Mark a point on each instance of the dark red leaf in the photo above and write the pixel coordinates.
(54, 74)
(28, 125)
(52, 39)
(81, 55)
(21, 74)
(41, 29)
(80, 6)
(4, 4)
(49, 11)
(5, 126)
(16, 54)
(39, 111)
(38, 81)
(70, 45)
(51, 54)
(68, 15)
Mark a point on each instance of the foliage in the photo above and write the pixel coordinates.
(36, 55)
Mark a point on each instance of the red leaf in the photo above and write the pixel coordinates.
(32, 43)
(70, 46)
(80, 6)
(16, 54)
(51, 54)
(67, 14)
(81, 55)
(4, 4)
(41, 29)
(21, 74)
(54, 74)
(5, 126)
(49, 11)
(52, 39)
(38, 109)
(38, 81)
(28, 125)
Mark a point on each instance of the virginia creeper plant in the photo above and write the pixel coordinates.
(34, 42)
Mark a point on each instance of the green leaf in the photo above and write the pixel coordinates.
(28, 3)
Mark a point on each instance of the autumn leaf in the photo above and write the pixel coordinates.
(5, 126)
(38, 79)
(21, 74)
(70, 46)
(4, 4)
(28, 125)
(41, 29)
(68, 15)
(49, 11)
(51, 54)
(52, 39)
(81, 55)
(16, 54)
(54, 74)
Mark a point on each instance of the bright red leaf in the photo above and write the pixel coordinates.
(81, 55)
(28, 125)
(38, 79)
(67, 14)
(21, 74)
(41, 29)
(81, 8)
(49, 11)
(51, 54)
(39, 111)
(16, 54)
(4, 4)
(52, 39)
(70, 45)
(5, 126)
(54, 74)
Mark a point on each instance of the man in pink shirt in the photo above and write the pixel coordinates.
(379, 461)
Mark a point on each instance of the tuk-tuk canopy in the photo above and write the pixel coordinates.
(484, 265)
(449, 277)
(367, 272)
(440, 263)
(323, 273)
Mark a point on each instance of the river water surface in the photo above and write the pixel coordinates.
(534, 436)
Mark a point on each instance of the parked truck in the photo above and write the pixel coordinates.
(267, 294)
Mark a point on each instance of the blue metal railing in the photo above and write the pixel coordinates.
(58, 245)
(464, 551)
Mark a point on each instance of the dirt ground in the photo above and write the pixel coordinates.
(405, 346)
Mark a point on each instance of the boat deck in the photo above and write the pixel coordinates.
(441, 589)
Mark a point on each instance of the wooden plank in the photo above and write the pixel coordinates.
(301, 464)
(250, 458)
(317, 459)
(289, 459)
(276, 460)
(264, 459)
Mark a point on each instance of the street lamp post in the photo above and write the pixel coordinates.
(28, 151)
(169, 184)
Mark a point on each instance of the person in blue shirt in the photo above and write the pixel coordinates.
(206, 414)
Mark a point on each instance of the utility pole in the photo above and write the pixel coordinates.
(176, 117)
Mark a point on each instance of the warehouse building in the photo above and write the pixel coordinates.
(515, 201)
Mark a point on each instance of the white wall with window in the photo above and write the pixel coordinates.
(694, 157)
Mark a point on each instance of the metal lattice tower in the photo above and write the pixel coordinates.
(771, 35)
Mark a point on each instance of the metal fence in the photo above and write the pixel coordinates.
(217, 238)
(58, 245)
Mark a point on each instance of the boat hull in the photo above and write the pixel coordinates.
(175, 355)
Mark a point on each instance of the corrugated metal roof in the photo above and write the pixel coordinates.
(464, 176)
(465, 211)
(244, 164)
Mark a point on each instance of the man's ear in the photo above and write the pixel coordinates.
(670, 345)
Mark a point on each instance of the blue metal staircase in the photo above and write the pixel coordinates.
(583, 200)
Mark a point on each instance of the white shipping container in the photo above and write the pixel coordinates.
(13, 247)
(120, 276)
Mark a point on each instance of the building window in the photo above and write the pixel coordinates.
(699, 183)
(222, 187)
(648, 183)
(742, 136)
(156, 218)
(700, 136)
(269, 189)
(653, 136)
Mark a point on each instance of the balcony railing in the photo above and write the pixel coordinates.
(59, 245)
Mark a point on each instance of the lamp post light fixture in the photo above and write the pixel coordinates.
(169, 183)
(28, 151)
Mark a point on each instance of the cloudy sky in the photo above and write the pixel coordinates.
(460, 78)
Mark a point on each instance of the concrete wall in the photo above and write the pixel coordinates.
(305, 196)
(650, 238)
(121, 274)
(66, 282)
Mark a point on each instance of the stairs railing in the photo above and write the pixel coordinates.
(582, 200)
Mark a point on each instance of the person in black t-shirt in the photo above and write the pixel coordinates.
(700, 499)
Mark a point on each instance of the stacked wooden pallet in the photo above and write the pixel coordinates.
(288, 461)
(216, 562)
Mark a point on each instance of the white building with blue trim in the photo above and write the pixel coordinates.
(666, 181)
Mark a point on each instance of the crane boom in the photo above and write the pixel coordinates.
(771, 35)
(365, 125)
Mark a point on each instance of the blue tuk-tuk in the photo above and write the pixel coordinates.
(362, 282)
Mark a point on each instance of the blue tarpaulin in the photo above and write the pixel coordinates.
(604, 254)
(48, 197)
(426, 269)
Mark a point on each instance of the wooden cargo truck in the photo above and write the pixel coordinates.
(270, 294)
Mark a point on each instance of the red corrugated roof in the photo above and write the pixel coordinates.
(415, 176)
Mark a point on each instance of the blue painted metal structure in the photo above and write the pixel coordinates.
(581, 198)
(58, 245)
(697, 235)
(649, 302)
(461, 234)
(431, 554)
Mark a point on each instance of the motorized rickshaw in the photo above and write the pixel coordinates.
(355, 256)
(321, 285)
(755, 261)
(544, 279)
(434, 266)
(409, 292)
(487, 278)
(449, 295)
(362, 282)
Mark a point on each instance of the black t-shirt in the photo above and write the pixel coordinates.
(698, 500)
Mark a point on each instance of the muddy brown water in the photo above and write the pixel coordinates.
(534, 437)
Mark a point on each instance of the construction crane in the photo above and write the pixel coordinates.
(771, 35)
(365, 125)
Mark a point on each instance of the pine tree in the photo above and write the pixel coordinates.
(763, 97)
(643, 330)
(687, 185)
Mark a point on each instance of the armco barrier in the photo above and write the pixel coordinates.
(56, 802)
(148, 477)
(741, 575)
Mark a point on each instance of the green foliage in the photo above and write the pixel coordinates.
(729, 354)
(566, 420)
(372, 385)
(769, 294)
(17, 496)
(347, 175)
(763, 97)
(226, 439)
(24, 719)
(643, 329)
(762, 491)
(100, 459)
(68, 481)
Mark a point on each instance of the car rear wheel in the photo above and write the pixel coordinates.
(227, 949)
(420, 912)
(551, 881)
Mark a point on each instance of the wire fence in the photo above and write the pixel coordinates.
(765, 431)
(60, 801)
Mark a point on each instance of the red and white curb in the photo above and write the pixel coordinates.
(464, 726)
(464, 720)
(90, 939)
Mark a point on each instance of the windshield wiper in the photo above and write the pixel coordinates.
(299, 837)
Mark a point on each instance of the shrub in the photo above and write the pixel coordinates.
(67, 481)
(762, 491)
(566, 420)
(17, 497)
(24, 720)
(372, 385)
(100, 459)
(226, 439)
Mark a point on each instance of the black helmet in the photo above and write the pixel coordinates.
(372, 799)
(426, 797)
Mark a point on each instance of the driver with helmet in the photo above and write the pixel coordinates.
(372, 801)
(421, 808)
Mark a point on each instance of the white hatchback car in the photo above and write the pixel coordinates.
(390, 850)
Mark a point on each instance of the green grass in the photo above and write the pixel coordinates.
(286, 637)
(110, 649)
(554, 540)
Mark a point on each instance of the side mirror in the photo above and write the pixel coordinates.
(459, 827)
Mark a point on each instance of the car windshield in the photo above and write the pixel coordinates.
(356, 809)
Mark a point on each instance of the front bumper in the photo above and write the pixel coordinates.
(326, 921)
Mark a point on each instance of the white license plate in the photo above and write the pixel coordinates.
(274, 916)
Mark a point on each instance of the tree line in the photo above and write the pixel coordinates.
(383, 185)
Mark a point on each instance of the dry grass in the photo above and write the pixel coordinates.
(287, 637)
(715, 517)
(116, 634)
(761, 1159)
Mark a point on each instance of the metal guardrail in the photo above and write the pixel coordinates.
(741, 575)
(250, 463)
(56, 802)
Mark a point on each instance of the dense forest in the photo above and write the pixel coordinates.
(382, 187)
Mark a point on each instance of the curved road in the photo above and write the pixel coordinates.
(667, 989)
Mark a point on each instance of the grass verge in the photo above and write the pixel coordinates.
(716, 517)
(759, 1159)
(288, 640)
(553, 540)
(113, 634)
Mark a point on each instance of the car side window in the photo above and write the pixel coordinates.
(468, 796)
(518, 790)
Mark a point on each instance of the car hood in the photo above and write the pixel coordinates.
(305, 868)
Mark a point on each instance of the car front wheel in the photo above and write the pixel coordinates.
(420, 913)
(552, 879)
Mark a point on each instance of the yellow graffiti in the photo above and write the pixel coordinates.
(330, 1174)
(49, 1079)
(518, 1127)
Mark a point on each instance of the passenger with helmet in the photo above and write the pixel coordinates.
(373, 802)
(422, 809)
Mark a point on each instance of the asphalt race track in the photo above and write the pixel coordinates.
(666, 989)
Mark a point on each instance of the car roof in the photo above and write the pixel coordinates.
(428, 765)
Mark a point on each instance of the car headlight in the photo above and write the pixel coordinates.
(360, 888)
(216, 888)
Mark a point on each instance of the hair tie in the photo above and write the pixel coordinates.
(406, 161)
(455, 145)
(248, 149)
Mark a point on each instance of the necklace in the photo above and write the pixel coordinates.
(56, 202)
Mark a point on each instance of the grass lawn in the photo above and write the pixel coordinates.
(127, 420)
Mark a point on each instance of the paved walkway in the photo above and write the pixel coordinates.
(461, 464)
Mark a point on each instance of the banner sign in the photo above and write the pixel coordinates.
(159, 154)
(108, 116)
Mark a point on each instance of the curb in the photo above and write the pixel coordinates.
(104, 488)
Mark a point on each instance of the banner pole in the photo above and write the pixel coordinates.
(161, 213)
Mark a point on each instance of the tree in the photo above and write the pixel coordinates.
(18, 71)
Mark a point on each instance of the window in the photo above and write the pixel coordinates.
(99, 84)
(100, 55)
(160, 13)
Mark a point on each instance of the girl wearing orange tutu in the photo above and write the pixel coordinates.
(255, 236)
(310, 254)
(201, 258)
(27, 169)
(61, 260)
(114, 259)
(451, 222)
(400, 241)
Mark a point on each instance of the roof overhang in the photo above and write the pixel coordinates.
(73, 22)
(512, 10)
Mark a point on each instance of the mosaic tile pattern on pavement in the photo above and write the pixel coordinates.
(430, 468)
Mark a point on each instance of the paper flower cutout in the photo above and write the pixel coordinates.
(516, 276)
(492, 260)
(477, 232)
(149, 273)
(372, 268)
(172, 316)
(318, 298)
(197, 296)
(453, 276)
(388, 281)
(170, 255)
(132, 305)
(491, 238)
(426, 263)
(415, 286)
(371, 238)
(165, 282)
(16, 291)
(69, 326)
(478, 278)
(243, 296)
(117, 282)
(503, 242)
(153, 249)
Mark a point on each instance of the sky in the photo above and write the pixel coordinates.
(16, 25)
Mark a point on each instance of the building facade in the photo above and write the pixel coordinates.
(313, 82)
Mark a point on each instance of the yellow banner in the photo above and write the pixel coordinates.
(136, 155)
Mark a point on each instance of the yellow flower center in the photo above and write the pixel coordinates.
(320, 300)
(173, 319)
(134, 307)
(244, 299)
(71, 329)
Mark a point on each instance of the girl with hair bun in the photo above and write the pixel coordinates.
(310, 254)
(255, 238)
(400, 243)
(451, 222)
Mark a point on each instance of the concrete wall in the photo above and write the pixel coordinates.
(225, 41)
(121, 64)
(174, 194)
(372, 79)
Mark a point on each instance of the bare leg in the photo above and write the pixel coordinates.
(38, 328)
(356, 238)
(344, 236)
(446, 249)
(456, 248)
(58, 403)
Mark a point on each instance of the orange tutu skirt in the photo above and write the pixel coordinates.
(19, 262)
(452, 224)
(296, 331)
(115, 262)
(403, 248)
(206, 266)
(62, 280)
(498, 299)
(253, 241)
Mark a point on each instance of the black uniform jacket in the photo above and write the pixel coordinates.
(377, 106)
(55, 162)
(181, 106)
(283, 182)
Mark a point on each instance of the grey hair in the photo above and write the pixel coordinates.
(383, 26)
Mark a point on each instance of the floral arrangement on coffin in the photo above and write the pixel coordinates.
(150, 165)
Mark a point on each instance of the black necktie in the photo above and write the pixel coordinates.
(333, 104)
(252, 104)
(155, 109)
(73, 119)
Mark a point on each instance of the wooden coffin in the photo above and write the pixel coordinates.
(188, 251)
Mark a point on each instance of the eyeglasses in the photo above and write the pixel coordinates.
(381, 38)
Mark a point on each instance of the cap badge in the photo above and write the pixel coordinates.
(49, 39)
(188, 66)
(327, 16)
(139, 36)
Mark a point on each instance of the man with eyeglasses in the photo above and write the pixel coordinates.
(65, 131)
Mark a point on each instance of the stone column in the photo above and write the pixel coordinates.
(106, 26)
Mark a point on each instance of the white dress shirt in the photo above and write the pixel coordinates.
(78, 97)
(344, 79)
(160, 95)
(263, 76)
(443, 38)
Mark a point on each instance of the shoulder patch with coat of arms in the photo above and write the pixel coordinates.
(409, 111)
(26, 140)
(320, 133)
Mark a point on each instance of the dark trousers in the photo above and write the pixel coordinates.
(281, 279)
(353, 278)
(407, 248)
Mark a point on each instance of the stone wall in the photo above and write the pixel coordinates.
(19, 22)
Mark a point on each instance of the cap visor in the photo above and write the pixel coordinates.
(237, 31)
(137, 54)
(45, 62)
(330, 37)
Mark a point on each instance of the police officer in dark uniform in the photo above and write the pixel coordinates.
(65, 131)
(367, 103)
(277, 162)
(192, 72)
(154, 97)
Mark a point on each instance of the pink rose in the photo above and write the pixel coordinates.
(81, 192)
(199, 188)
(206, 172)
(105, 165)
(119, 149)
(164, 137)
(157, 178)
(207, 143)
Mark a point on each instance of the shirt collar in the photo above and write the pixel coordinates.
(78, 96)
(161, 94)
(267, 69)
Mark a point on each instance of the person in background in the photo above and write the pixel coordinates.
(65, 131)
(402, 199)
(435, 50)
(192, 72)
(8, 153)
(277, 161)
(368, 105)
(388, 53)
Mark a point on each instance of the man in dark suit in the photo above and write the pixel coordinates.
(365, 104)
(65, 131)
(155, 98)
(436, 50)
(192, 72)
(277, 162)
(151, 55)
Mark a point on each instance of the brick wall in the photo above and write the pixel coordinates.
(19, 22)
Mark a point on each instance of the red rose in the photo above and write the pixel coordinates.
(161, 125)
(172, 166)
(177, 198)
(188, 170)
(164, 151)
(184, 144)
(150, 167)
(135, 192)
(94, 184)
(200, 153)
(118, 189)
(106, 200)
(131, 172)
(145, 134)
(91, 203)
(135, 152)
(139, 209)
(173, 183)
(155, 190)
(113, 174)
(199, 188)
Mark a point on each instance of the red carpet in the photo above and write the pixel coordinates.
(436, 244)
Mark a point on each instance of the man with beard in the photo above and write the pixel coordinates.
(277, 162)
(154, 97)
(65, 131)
═══
## GOAL
Reproduce the rows above word for word, from the line containing "Mark a point on each instance of the person in background" through the last row, including both ends.

## EXPECTED OUTPUT
Mark a point on each instance of the person in background in the photo above and write the pixel coordinates.
(65, 131)
(402, 199)
(435, 50)
(192, 72)
(8, 153)
(277, 161)
(368, 105)
(388, 53)
Mark a point on each instance of the man in dark suit in the photo above and write the pixel coordinates.
(365, 104)
(65, 131)
(155, 98)
(436, 50)
(192, 72)
(277, 162)
(151, 55)
Mark a point on each instance of the brick wall in the photo above and write the pixel coordinates.
(19, 22)
Mark a point on each instance of the red rose in the photo above and write the pixel coordinates.
(161, 125)
(172, 166)
(177, 198)
(188, 170)
(164, 151)
(184, 144)
(150, 167)
(135, 192)
(94, 184)
(200, 153)
(118, 189)
(106, 200)
(131, 172)
(145, 134)
(91, 203)
(135, 152)
(139, 209)
(173, 183)
(155, 190)
(113, 174)
(199, 188)
Mark a point on each instance of the red carpet in the photo above and write the pixel coordinates.
(436, 244)
Mark a point on each instance of the man with beard in the photo above and write the pixel coordinates.
(277, 162)
(154, 97)
(65, 131)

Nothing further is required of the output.